◆ **PROBLEM DETAILS**
Return every entry exactly as written.

◆ **DATA PROVIDED**
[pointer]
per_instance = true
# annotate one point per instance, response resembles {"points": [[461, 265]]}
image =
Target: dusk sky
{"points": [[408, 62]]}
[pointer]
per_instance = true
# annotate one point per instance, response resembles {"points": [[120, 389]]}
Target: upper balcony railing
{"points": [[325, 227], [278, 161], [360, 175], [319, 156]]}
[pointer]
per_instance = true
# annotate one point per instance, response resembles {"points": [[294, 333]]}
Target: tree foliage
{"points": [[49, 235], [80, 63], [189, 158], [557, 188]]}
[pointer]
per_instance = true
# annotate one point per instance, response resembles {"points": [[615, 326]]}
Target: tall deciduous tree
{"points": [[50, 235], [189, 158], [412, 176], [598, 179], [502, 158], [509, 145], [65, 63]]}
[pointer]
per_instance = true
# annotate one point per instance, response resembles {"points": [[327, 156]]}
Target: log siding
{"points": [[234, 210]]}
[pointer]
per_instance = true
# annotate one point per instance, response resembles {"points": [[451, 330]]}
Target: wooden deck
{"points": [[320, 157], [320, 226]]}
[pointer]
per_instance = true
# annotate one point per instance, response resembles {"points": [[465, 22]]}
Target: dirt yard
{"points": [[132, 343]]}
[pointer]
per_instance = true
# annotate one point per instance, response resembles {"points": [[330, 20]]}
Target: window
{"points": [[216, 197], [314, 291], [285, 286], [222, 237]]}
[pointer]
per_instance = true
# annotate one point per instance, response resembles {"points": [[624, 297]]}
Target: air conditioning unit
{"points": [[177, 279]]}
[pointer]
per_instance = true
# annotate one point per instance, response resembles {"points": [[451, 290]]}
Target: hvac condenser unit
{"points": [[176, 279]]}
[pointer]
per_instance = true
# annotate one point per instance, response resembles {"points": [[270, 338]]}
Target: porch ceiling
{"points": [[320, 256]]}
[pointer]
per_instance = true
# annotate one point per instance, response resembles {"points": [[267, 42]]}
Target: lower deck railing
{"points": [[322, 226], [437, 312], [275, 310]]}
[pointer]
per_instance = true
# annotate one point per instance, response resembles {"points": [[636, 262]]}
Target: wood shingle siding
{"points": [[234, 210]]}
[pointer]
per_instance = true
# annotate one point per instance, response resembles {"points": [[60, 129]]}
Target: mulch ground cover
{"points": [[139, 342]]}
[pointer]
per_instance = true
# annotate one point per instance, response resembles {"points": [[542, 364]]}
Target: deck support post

◆ **ANSWER FOR THE TASK**
[pointer]
per_instance = true
# annotate one point per instance, response resembles {"points": [[461, 265]]}
image =
Target: dusk sky
{"points": [[408, 62]]}
[pointer]
per_instance = true
# annotate one point per instance, response resembles {"points": [[120, 389]]}
Target: upper balcony railing
{"points": [[325, 227], [278, 161], [360, 175], [319, 156]]}
[pointer]
per_instance = true
# annotate one point per instance, response resembles {"points": [[294, 333]]}
Target: tree foliage
{"points": [[49, 235], [80, 63], [189, 158], [557, 188]]}
[pointer]
per_instance = true
# annotate one point per instance, response resembles {"points": [[615, 326]]}
Target: tall deciduous tree
{"points": [[50, 235], [189, 158], [412, 176], [598, 179], [502, 158], [509, 145], [65, 63]]}
[pointer]
per_instance = true
# annotate one point per instance, response resembles {"points": [[327, 156]]}
Target: log siding
{"points": [[234, 210]]}
[pointer]
per_instance = true
# annotate one point per instance, response resembles {"points": [[451, 330]]}
Target: wooden deck
{"points": [[320, 157], [320, 226]]}
[pointer]
per_instance = true
# annotate one point per instance, response resembles {"points": [[465, 22]]}
Target: dirt yard
{"points": [[132, 343]]}
[pointer]
per_instance = true
# annotate one point per instance, response resembles {"points": [[330, 20]]}
Target: window
{"points": [[216, 197], [314, 291], [285, 286], [222, 237]]}
[pointer]
per_instance = true
# annotate one point per instance, response resembles {"points": [[624, 297]]}
Target: air conditioning unit
{"points": [[177, 279]]}
[pointer]
per_instance = true
# annotate one point per instance, response resembles {"points": [[451, 290]]}
Target: hvac condenser unit
{"points": [[176, 279]]}
[pointer]
per_instance = true
# annotate one point per instance, response resembles {"points": [[270, 338]]}
Target: porch ceiling
{"points": [[320, 256]]}
[pointer]
per_instance = true
# annotate one point per instance, response resembles {"points": [[267, 42]]}
Target: lower deck railing
{"points": [[322, 226], [437, 312], [275, 310]]}
[pointer]
per_instance = true
# annotate one point per instance, response resembles {"points": [[636, 262]]}
Target: wood shingle siding
{"points": [[234, 210]]}
[pointer]
per_instance = true
# annotate one point per instance, response resembles {"points": [[60, 129]]}
Target: mulch ground cover
{"points": [[139, 342]]}
[pointer]
per_instance = true
# annotate one point per instance, response resembles {"points": [[542, 364]]}
Target: deck support post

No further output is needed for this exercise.